### Written instruction
Starting at the line that contains "the stone building", transcribe every remaining line of the entries exactly, including the last one.
* START Extracted data *
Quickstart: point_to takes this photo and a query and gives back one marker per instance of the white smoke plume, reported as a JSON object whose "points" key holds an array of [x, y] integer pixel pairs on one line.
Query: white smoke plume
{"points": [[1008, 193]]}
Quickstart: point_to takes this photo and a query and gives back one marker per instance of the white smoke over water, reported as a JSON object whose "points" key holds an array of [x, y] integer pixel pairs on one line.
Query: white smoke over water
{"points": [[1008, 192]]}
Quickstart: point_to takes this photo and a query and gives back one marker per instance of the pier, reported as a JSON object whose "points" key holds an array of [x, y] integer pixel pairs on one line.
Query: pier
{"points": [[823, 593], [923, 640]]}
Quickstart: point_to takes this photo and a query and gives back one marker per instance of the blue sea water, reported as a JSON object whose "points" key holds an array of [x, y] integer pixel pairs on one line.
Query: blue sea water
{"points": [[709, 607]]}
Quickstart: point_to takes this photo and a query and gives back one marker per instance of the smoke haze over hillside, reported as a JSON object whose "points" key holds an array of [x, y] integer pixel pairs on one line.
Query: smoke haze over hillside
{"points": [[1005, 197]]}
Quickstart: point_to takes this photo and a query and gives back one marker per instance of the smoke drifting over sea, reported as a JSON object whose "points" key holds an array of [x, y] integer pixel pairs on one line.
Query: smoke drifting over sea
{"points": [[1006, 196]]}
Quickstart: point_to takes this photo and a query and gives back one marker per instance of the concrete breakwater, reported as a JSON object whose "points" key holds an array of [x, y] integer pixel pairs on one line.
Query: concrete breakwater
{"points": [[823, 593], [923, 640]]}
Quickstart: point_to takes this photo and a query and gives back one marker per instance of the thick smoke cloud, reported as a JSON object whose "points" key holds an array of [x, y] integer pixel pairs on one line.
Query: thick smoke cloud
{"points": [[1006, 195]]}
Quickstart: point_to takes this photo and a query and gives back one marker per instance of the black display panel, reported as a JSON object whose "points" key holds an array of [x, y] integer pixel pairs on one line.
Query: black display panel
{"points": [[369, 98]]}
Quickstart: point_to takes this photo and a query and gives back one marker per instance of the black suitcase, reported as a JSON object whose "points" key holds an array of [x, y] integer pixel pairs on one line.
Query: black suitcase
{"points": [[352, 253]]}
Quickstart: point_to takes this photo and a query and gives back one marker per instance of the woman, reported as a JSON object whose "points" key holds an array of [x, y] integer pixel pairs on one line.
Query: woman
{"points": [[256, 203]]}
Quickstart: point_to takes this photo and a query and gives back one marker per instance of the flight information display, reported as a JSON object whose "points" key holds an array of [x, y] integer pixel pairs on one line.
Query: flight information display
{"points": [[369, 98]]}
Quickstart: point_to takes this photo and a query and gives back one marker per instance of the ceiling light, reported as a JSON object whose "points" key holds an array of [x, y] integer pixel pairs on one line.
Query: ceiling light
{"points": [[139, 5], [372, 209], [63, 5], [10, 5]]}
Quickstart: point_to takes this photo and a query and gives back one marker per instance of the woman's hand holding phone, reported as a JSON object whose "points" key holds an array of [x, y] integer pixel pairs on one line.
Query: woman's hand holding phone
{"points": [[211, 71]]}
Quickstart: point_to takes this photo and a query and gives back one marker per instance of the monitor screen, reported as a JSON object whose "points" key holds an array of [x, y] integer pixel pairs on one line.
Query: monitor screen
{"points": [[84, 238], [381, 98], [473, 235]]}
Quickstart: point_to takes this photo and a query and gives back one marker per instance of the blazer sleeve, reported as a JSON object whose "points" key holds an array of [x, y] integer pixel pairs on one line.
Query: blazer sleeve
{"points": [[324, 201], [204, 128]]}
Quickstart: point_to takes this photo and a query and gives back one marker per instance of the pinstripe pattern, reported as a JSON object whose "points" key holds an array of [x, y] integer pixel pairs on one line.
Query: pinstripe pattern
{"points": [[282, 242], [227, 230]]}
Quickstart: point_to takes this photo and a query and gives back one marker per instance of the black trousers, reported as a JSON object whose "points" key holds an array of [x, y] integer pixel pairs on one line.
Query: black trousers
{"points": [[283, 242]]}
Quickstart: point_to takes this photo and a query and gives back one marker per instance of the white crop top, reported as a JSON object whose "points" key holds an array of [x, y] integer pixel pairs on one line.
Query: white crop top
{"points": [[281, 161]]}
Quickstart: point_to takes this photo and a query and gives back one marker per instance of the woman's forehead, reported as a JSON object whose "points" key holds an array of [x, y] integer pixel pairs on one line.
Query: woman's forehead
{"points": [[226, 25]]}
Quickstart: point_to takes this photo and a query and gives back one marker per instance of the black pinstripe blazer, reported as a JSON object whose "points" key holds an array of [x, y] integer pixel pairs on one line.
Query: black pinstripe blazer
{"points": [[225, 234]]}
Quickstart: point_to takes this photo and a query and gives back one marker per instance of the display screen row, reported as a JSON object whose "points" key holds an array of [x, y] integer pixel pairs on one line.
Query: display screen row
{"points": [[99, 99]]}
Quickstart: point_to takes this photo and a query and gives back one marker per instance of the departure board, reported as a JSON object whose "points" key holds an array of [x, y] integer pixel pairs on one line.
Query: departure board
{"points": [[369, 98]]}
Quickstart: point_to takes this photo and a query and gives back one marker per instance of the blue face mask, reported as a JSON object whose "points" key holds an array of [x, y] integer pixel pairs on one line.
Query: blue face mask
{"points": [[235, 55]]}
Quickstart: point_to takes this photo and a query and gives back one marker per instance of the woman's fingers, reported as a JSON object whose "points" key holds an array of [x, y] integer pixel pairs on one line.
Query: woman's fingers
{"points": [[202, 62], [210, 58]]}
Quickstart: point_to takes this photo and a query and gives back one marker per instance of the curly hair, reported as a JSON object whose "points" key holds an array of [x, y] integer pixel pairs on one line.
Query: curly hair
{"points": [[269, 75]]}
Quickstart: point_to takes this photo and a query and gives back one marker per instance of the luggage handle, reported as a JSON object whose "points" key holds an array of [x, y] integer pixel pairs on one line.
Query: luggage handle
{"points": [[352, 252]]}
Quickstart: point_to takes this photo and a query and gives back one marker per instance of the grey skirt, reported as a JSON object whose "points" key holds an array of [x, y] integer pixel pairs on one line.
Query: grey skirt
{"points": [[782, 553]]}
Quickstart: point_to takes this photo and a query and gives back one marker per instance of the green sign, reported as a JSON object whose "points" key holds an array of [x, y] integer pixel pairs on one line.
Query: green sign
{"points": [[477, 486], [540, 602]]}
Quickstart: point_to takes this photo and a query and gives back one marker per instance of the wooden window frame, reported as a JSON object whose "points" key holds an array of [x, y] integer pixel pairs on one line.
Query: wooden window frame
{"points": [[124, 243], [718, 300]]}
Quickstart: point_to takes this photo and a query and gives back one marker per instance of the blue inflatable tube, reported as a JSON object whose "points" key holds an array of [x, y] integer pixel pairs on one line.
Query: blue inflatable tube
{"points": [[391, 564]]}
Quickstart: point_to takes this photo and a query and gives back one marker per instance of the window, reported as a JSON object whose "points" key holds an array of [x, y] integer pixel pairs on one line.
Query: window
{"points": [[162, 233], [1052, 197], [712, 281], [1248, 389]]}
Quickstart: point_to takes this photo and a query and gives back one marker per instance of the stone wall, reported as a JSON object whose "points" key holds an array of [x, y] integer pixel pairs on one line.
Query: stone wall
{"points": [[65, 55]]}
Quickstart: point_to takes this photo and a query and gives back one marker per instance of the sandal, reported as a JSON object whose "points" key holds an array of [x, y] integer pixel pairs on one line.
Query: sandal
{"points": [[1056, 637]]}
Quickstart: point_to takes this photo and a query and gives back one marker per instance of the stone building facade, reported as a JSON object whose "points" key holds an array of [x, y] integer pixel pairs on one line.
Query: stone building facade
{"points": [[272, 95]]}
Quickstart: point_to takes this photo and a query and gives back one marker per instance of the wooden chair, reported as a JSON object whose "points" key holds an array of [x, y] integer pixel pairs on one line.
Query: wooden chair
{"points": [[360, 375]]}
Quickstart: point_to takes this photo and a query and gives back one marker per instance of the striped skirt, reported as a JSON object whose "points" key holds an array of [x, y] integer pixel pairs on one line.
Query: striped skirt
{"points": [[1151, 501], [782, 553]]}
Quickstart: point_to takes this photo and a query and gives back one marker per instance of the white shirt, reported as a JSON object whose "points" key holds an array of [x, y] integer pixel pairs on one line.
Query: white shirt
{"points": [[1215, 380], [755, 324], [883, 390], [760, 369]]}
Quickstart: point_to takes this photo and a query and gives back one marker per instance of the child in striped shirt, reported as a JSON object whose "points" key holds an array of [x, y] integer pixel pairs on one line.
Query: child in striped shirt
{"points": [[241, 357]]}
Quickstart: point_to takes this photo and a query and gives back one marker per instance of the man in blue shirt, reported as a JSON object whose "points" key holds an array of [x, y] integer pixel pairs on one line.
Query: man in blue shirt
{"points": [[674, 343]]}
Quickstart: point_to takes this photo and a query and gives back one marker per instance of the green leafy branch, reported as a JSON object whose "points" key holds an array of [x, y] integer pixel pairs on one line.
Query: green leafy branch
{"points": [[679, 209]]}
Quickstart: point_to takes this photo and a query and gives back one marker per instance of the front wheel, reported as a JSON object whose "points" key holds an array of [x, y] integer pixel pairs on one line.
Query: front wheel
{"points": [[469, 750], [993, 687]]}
* END Extracted data *
### Full answer
Quickstart: point_to takes this photo and a query and gives back one marker per instance of the stone building facade, reported as a JSON object whose "points" key holds an array of [x, y] integer pixel pairs on one line.
Query: stone building facade
{"points": [[272, 95]]}
Quickstart: point_to takes this photo and a query and gives back one marker per instance of the wooden chair, reported as a JSON object whose "points" key holds an array of [x, y] integer pixel pairs on one line.
Query: wooden chair
{"points": [[360, 375]]}
Quickstart: point_to takes this photo and a query and gives back one marker per instance of the striped skirt, reported as a JSON object whose "points" key holds an array of [x, y] integer pixel pairs on one line.
Query: striped skirt
{"points": [[1151, 501], [782, 553]]}
Quickstart: point_to takes this photo and a query and gives back one marker per instance of the white shirt, reported as a JSON object whose "points" key holds an array of [x, y] integer pixel pairs on one line.
Query: white shirt
{"points": [[1215, 380], [755, 324], [883, 390], [760, 369]]}
Quickstart: point_to takes this photo and a query and gives back one marker per instance of the child in striped shirt, reported as a JSON object whose "points" key holds an array of [x, y] integer pixel pairs on one line.
Query: child in striped shirt
{"points": [[241, 357]]}
Quickstart: point_to takes this photo and a query and gives back one marker per instance of the man in blue shirt, reported as a JSON object whose "points" key holds an array of [x, y] integer pixel pairs on one line.
Query: man in blue shirt
{"points": [[674, 343]]}
Quickstart: point_to takes this photo and a query and gives back one marker per instance of the green leafy branch, reported as a JSON object whose "points" key holds an array of [x, y] integer pixel pairs on one line.
Query: green leafy branch
{"points": [[679, 209]]}
Quickstart: point_to takes this photo and a query and gives back one marker per instance of the front wheel, reported as a JSON object whose "points" key holds an array of [x, y] integer pixel pairs on one line.
Query: front wheel
{"points": [[469, 750], [993, 687]]}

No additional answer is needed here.